= Your objective =
Scan the entries for lines with the word "bare" and copy those lines.

-- Exercise data follows --

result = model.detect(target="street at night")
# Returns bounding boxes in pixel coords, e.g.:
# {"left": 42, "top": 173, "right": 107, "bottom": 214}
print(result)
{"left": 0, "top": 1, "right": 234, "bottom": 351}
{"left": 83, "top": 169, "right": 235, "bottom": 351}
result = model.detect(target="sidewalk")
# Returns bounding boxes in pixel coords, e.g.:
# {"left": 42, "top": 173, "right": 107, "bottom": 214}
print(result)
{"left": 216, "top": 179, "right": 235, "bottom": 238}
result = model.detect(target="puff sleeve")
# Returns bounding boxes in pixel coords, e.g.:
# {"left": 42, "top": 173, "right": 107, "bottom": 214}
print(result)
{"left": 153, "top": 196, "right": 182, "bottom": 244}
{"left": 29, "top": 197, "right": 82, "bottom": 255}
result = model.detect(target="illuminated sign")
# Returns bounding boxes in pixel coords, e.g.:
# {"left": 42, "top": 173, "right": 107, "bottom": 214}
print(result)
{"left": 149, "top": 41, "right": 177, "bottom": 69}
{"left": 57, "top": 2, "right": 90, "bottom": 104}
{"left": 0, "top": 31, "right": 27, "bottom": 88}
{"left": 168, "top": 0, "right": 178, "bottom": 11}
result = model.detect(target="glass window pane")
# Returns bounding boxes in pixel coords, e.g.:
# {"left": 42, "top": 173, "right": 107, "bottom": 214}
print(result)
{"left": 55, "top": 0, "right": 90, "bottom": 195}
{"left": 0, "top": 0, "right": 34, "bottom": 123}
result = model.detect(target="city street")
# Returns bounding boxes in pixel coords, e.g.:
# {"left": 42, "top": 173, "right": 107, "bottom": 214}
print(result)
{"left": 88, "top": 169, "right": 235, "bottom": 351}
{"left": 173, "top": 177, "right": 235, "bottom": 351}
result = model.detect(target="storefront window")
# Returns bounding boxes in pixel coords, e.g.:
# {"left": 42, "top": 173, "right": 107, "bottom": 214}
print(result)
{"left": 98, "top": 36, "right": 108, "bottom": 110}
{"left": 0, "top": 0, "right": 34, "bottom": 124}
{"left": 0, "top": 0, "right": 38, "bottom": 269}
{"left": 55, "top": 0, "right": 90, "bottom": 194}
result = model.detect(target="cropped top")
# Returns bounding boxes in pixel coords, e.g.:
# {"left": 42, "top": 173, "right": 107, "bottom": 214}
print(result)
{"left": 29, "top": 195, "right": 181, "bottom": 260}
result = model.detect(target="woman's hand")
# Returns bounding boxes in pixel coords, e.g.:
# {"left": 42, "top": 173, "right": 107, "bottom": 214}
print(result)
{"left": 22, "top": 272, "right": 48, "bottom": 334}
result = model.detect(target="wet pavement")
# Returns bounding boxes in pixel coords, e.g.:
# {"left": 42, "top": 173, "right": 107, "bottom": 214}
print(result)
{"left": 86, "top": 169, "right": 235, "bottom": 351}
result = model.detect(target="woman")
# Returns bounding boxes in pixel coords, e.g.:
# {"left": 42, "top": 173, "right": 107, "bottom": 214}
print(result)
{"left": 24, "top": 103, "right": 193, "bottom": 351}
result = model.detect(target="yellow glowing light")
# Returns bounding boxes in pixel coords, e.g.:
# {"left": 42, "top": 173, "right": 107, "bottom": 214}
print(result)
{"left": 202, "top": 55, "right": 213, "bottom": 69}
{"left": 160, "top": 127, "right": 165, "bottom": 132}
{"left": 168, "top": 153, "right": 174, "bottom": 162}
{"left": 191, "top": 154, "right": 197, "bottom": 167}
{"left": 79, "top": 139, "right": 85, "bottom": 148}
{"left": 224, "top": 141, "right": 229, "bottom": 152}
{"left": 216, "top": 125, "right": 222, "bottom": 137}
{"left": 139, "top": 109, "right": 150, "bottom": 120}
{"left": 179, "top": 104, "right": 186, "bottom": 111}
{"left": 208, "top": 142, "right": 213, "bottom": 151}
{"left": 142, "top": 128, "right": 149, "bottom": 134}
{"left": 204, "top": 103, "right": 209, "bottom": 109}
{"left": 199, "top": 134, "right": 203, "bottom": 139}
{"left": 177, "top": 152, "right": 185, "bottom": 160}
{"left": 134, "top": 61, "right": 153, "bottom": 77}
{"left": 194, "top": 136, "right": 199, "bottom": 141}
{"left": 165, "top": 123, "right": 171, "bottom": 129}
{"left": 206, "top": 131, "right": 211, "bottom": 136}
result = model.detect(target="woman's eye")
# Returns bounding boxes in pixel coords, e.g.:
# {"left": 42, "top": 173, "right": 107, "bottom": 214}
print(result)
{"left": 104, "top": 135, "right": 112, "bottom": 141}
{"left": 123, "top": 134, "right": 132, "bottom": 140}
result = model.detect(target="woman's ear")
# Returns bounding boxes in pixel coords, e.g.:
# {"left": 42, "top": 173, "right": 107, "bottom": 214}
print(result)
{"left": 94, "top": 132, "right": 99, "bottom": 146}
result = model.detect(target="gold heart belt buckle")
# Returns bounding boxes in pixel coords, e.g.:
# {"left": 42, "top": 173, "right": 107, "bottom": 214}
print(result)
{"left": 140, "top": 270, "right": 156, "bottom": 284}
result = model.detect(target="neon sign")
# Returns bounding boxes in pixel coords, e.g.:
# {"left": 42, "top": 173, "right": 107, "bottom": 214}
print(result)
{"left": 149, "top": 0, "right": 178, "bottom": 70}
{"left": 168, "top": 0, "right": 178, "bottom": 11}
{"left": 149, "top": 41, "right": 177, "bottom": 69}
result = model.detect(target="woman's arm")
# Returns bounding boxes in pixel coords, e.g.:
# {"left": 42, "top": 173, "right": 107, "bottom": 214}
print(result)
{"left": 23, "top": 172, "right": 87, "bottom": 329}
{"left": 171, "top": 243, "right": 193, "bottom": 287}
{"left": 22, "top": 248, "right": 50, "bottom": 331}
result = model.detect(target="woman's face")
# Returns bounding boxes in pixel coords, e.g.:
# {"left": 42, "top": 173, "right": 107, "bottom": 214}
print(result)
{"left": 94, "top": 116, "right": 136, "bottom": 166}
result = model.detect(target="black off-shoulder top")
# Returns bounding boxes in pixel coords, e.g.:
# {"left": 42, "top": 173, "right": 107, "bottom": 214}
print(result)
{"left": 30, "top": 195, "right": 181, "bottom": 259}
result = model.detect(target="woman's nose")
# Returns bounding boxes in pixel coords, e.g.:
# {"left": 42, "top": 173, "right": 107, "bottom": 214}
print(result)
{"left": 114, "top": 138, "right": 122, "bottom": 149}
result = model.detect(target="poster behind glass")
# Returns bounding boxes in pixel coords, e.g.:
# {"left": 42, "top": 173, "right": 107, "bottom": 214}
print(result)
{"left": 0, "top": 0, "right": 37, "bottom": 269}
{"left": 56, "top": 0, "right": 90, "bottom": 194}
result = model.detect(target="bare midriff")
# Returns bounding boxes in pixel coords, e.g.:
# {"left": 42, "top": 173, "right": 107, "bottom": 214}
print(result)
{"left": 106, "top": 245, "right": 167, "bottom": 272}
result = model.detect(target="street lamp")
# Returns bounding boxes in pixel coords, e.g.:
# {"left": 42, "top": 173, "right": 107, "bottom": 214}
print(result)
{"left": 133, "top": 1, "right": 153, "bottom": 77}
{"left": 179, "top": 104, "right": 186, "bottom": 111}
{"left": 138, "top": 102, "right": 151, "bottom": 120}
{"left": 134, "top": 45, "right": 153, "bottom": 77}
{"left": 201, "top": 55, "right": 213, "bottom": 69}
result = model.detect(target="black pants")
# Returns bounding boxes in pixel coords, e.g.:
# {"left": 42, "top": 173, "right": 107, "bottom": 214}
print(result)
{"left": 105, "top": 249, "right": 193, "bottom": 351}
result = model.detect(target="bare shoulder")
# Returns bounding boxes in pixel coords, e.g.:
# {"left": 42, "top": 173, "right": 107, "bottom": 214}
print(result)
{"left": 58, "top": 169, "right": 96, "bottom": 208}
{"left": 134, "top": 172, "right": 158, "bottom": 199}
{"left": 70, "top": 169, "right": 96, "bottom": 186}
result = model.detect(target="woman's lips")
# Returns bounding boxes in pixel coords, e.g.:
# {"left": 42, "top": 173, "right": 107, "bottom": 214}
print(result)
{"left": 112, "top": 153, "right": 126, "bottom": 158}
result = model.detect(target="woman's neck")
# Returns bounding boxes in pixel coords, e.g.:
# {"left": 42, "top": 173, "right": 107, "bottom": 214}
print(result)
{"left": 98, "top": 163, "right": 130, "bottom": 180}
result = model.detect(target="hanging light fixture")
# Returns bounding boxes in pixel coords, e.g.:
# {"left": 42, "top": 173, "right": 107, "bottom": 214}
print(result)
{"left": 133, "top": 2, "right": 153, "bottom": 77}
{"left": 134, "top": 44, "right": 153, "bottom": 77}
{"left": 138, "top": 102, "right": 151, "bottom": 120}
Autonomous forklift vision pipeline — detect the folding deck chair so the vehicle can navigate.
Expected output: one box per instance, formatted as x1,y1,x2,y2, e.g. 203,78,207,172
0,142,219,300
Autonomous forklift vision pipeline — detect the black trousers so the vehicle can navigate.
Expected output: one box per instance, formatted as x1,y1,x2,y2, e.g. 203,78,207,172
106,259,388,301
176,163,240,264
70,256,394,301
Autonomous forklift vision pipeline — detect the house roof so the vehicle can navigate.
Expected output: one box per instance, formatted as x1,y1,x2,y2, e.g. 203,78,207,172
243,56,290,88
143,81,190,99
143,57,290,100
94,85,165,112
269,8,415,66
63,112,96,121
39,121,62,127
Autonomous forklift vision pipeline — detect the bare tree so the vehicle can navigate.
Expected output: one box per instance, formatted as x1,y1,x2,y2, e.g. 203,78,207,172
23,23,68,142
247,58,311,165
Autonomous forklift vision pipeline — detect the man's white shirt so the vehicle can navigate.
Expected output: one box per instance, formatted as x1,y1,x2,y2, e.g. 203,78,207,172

-- Exercise data concluded --

= Output for this exercise =
result = model.detect(target="bare midriff")
result = model.detect(target="bare shoulder")
Autonomous forklift vision pipeline — detect the bare tree so the vehicle can navigate.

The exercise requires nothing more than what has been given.